* _ÉNONCÉ_:
Recopiez le passage du texte sur les violences conjugales, de « Les femmes et » à « oublie sûrement ! ».

* _EXTRAIT DU TEXTE_:
*****
Les femmes et les enfants d’abord ?

Oui, mais pour le pire !

Il n’y a pas mort d’homme dans les foyers français, ou peu… mais de femmes oui !

Les chiffres sont effrayants. A ce jour autour de 90 femmes ont perdu la vie en 2020 tuées par leur compagnon ou ex, chiffre officiel, sachant que certaines morts ne sont pas recensées, par exemple les suicides consécutifs aux violences répétées. En 2019, plus de 142 000 personnes, tous sexes confondus, ont été victimes de violences conjugales. Environ 88 % d’entre elles sont des femmes. Ces violences conjugales s’ajoutent aux viols, aux incestes, au harcèlement sur le lieu de travail, d’études ou dans la rue et j’en oublie sûrement !

Ces chiffres sont effrayants car ils devraient être proches de zéro dans un pays démocratique comme le nôtre, avec quelques exceptions d’accidents domestiques ou de brusques flambées de graves pathologies mentales. Or ce n’est pas le cas ! Des femmes meurent tuées sous les coups d’un homme qu’elles ont dénoncé plusieurs fois, dont tout le monde connaît la violence. D’autres vivent dans la terreur jusqu’à ce que littéralement, le stress les tue, cela arrive de mourir de peur.
*****
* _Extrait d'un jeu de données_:

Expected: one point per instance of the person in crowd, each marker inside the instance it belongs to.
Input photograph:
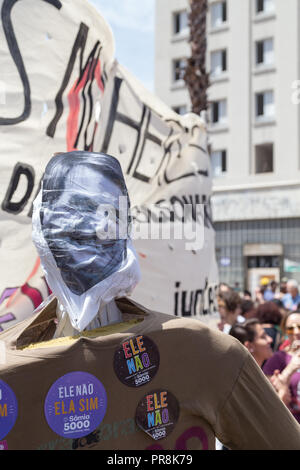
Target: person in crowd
(229, 304)
(223, 287)
(282, 288)
(259, 295)
(292, 298)
(248, 309)
(270, 292)
(283, 368)
(253, 336)
(270, 317)
(247, 295)
(204, 383)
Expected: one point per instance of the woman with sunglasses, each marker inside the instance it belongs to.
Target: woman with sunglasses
(283, 368)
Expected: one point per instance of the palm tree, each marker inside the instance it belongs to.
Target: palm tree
(195, 76)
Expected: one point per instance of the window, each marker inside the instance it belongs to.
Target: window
(179, 66)
(180, 109)
(265, 52)
(218, 14)
(265, 105)
(219, 112)
(218, 62)
(218, 163)
(264, 158)
(264, 6)
(180, 22)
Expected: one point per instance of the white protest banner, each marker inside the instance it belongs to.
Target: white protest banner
(62, 90)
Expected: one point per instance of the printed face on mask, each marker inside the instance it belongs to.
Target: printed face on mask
(70, 220)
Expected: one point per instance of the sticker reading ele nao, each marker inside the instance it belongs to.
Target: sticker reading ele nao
(75, 404)
(136, 361)
(157, 413)
(8, 409)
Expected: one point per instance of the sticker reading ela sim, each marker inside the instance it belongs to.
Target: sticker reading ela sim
(83, 243)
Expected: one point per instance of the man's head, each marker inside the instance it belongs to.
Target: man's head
(80, 228)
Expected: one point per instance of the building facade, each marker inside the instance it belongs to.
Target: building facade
(253, 57)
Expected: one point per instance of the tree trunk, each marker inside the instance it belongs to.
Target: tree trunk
(196, 77)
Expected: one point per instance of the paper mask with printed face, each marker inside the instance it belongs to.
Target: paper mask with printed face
(80, 228)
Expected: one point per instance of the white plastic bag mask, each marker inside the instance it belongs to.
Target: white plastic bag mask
(81, 231)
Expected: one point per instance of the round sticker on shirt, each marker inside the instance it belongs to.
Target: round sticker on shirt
(75, 404)
(136, 361)
(157, 413)
(8, 409)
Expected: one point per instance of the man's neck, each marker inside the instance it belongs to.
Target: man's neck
(108, 315)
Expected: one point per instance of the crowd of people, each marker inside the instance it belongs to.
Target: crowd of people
(268, 325)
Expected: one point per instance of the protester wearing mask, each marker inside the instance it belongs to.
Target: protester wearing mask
(166, 382)
(229, 304)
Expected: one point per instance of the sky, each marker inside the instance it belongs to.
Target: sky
(133, 30)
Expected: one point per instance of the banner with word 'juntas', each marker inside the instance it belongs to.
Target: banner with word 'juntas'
(61, 89)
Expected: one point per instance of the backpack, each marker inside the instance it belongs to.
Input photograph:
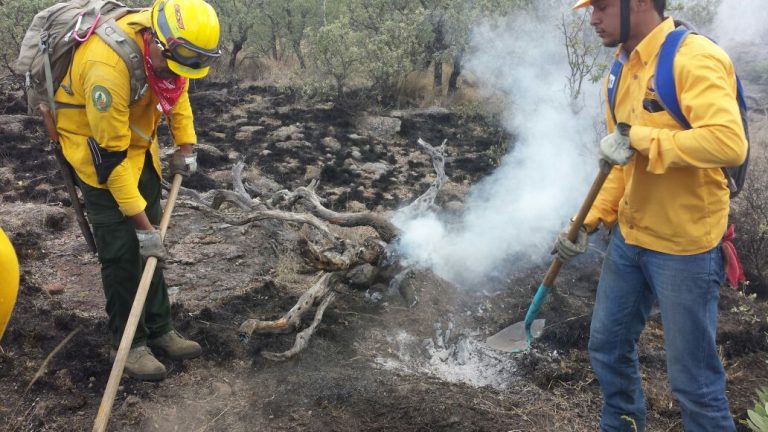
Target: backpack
(666, 91)
(50, 42)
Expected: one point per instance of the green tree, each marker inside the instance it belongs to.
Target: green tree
(14, 21)
(336, 52)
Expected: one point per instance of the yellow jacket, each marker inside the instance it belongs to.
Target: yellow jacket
(100, 82)
(672, 196)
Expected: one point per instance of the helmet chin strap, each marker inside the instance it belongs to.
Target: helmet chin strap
(624, 37)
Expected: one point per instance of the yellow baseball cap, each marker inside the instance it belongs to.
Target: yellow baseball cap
(582, 3)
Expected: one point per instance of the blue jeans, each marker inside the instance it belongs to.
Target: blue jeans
(687, 289)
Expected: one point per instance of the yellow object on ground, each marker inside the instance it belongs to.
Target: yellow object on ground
(9, 280)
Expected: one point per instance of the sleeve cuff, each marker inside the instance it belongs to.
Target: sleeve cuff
(133, 208)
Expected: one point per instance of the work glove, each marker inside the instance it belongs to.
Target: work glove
(615, 148)
(184, 164)
(150, 244)
(567, 250)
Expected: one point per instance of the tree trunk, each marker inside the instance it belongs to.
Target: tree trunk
(297, 50)
(453, 80)
(236, 48)
(438, 76)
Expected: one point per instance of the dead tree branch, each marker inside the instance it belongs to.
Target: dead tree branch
(302, 338)
(427, 201)
(290, 320)
(334, 260)
(386, 229)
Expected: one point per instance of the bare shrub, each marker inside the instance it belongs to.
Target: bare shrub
(750, 213)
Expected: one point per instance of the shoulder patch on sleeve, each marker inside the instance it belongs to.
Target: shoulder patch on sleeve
(101, 98)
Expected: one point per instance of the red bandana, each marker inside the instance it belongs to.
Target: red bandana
(167, 90)
(734, 273)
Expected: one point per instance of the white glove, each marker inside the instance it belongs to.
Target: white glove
(184, 164)
(150, 244)
(615, 148)
(567, 250)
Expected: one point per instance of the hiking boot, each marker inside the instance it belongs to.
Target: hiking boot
(175, 347)
(142, 365)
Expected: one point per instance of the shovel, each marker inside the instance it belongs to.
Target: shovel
(518, 336)
(105, 409)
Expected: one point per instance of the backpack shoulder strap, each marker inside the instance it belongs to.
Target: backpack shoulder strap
(666, 89)
(131, 54)
(613, 85)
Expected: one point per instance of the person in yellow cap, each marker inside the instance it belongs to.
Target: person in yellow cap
(666, 201)
(112, 146)
(9, 281)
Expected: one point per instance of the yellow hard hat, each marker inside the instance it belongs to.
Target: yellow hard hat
(582, 3)
(188, 31)
(9, 280)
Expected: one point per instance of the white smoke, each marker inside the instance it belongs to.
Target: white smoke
(741, 22)
(511, 217)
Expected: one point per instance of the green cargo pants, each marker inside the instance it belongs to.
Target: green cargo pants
(121, 264)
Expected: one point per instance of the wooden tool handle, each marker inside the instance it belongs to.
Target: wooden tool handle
(105, 409)
(578, 221)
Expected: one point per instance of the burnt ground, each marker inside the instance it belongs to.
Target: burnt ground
(375, 363)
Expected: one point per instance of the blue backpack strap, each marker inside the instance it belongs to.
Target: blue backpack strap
(666, 90)
(613, 85)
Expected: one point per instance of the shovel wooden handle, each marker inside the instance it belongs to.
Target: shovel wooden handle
(105, 409)
(578, 221)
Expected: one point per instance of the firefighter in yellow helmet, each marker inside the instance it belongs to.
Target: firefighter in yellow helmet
(110, 139)
(9, 280)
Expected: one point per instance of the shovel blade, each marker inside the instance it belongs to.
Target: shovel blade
(513, 338)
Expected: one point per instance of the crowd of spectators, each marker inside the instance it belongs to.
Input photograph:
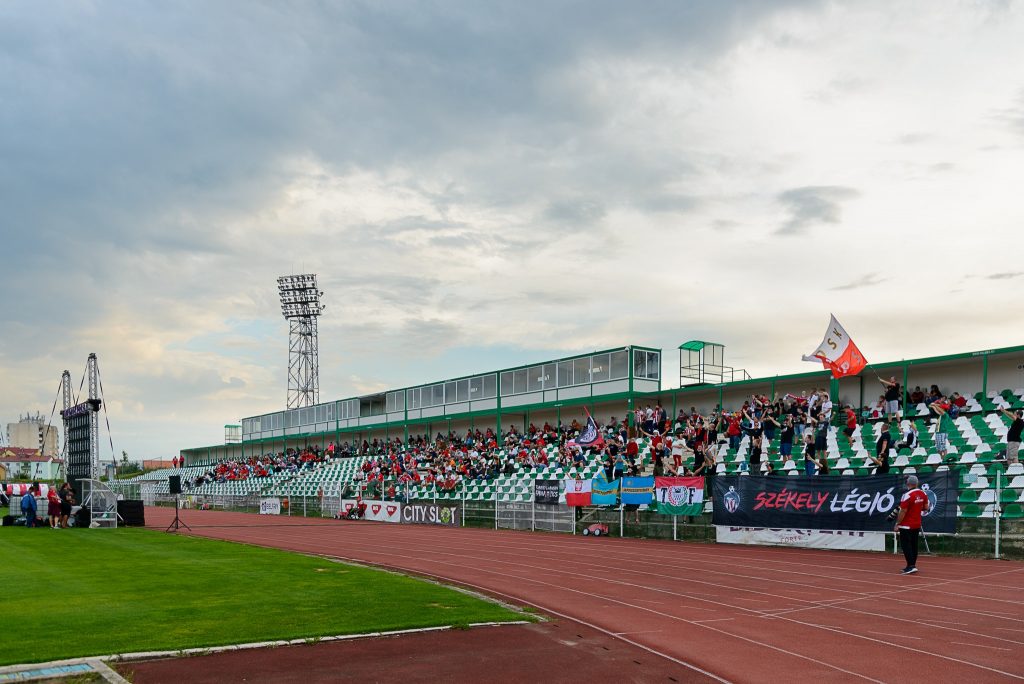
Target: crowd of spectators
(685, 444)
(290, 462)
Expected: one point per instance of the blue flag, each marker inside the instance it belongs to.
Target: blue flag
(638, 489)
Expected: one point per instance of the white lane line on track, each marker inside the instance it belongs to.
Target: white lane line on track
(898, 636)
(835, 630)
(374, 547)
(964, 643)
(810, 604)
(633, 558)
(860, 595)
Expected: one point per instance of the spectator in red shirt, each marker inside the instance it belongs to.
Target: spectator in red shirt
(851, 424)
(911, 506)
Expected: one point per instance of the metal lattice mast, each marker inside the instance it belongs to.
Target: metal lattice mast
(93, 375)
(66, 390)
(300, 305)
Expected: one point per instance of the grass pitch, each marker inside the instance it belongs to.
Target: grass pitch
(75, 592)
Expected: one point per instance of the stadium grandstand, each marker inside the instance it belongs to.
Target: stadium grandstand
(487, 436)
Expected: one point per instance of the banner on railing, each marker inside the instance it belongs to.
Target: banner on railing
(546, 492)
(604, 493)
(808, 539)
(578, 492)
(381, 511)
(638, 489)
(430, 514)
(861, 503)
(679, 496)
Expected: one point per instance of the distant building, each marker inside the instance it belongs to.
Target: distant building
(33, 432)
(29, 464)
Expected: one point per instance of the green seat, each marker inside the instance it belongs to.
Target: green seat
(968, 496)
(971, 511)
(1013, 511)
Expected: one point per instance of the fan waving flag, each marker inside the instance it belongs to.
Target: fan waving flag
(679, 496)
(590, 436)
(838, 352)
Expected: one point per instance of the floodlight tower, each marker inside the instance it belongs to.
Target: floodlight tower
(300, 305)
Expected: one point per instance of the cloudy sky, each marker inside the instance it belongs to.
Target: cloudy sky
(481, 184)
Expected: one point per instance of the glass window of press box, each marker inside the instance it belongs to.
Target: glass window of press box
(646, 365)
(453, 391)
(582, 371)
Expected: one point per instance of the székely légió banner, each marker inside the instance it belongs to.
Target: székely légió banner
(679, 496)
(861, 503)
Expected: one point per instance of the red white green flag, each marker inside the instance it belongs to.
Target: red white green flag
(679, 496)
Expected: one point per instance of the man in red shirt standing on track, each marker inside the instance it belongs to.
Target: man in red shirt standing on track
(911, 506)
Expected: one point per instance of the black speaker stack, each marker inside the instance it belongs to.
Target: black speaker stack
(132, 513)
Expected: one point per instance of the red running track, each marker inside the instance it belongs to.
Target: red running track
(741, 613)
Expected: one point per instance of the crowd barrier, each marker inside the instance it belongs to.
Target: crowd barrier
(987, 537)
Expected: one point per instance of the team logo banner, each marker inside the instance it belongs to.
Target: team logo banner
(604, 493)
(860, 503)
(679, 496)
(546, 492)
(638, 489)
(578, 492)
(269, 507)
(430, 514)
(382, 511)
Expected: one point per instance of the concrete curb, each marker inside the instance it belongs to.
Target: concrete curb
(98, 663)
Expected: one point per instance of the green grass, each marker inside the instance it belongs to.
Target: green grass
(78, 592)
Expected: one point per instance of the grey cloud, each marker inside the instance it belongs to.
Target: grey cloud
(725, 225)
(579, 213)
(1013, 117)
(865, 281)
(813, 205)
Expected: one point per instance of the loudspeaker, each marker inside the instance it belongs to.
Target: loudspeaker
(132, 512)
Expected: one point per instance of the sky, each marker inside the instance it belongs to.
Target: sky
(483, 184)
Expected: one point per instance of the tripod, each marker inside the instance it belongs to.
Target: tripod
(177, 522)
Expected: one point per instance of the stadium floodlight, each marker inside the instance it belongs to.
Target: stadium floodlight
(300, 304)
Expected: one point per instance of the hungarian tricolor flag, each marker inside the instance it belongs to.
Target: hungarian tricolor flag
(578, 492)
(590, 436)
(679, 496)
(838, 352)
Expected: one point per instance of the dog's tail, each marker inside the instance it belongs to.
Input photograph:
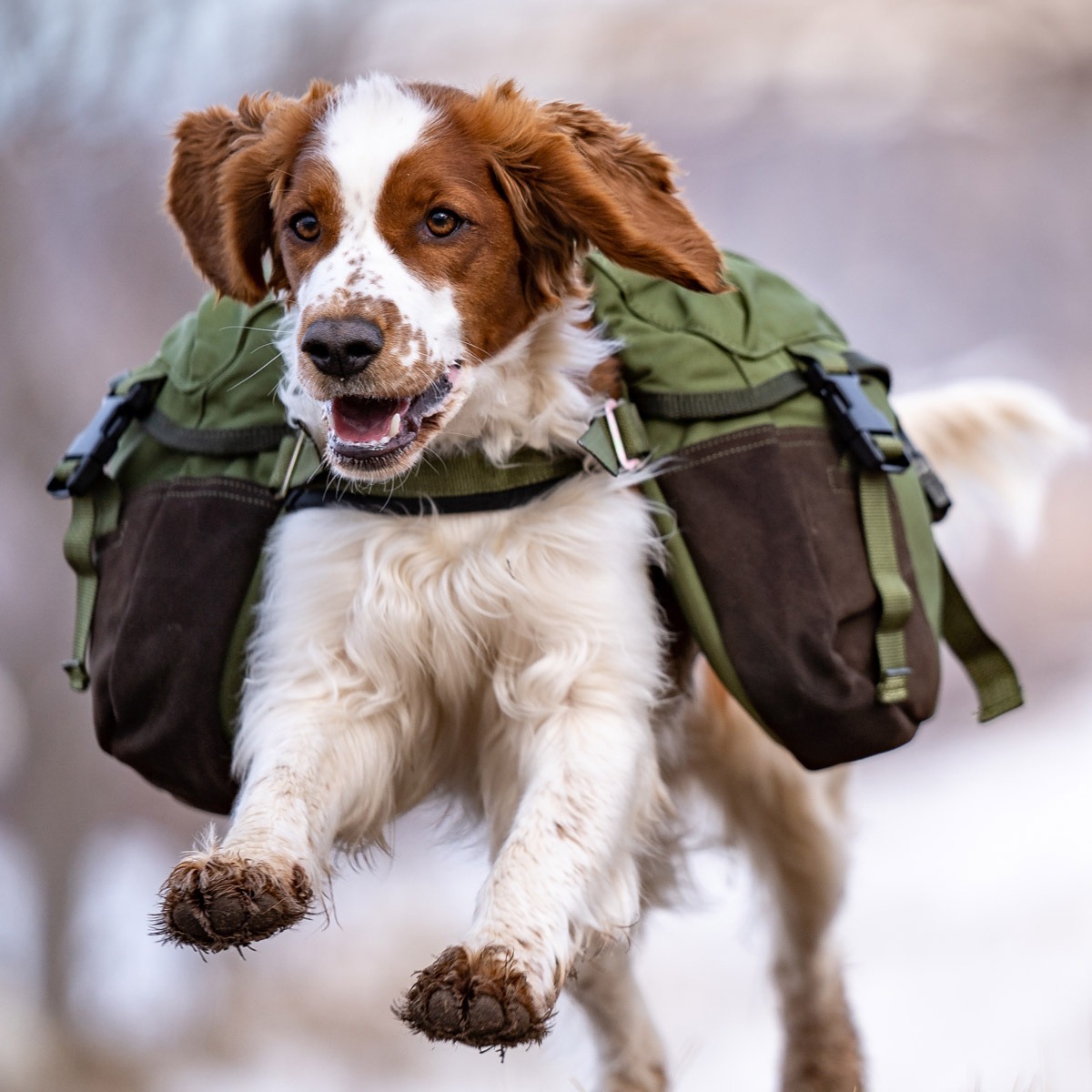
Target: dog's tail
(995, 443)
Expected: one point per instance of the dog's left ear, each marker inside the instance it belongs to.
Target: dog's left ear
(577, 180)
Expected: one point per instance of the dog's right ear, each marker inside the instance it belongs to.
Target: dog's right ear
(228, 173)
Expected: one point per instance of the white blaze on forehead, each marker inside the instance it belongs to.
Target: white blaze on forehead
(375, 121)
(372, 124)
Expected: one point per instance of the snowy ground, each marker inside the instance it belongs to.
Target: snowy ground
(966, 934)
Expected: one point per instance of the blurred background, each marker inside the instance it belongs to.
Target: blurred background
(925, 169)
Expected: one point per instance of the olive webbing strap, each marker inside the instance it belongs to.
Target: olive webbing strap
(991, 671)
(213, 441)
(93, 514)
(896, 601)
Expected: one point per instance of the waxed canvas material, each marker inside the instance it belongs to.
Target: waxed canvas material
(175, 574)
(173, 577)
(784, 565)
(764, 536)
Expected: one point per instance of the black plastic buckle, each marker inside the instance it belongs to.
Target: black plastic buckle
(855, 420)
(96, 443)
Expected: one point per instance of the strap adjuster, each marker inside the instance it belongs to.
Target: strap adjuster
(94, 447)
(871, 438)
(626, 462)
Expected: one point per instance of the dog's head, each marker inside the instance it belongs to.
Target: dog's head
(415, 232)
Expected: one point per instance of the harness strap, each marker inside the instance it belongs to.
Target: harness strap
(93, 514)
(616, 438)
(896, 601)
(991, 671)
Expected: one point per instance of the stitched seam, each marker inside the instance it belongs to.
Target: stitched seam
(773, 442)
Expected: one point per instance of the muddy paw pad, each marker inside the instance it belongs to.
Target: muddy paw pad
(223, 902)
(475, 998)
*****
* _RÉPONSE RÉDIGÉE_:
Les femmes et les enfants d’abord ?

Oui, mais pour le pire !

Il n’y a pas mort d’homme dans les foyers français, ou peu… mais de femmes oui !

Les chiffres sont effrayants. A ce jour autour de 90 femmes ont perdu la vie en 2020 tuées par leur compagnon ou ex, chiffre officiel, sachant que certaines morts ne sont pas recensées, par exemple les suicides consécutifs aux violences répétées. En 2019, plus de 142 000 personnes, tous sexes confondus, ont été victimes de violences conjugales. Environ 88 % d’entre elles sont des femmes. Ces violences conjugales s’ajoutent aux viols, aux incestes, au harcèlement sur le lieu de travail, d’études ou dans la rue et j’en oublie sûrement !